Material supplied:
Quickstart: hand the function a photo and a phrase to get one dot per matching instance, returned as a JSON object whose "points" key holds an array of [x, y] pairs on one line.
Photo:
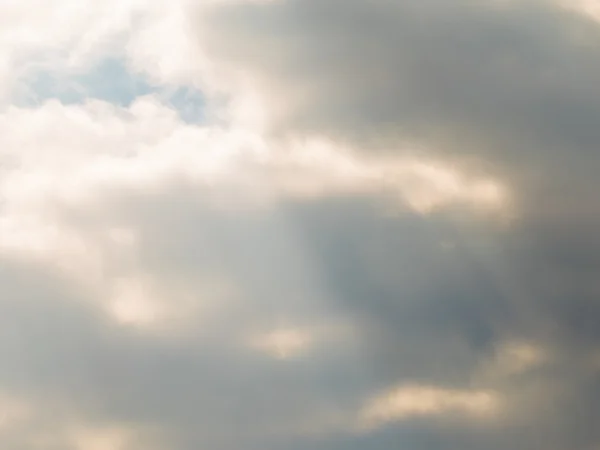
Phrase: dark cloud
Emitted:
{"points": [[430, 299]]}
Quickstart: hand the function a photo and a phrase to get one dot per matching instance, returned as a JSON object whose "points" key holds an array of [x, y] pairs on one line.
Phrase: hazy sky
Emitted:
{"points": [[292, 224]]}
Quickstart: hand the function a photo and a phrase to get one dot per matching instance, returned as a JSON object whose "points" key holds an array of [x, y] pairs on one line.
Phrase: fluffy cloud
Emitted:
{"points": [[382, 233]]}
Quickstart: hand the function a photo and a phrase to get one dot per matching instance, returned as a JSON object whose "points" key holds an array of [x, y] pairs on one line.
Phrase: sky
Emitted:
{"points": [[291, 224]]}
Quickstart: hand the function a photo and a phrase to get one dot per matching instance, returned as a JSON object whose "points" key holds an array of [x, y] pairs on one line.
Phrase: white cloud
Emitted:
{"points": [[406, 402]]}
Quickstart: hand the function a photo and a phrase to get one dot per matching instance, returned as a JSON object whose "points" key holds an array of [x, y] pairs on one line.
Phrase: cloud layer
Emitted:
{"points": [[380, 230]]}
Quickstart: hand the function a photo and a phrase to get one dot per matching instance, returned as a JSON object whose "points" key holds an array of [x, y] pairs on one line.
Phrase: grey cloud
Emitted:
{"points": [[512, 86]]}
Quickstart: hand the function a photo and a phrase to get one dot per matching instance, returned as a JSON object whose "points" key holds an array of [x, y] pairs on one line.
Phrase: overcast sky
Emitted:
{"points": [[292, 224]]}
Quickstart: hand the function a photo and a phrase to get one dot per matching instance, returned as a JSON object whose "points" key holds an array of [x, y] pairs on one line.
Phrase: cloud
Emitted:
{"points": [[381, 230]]}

Given task: Show every line from the items above that contains the string "cloud". Case counts.

Full answer:
Phrase: dark cloud
Phrase: fluffy cloud
Phrase: white cloud
Phrase: cloud layer
Phrase: grey cloud
Phrase: cloud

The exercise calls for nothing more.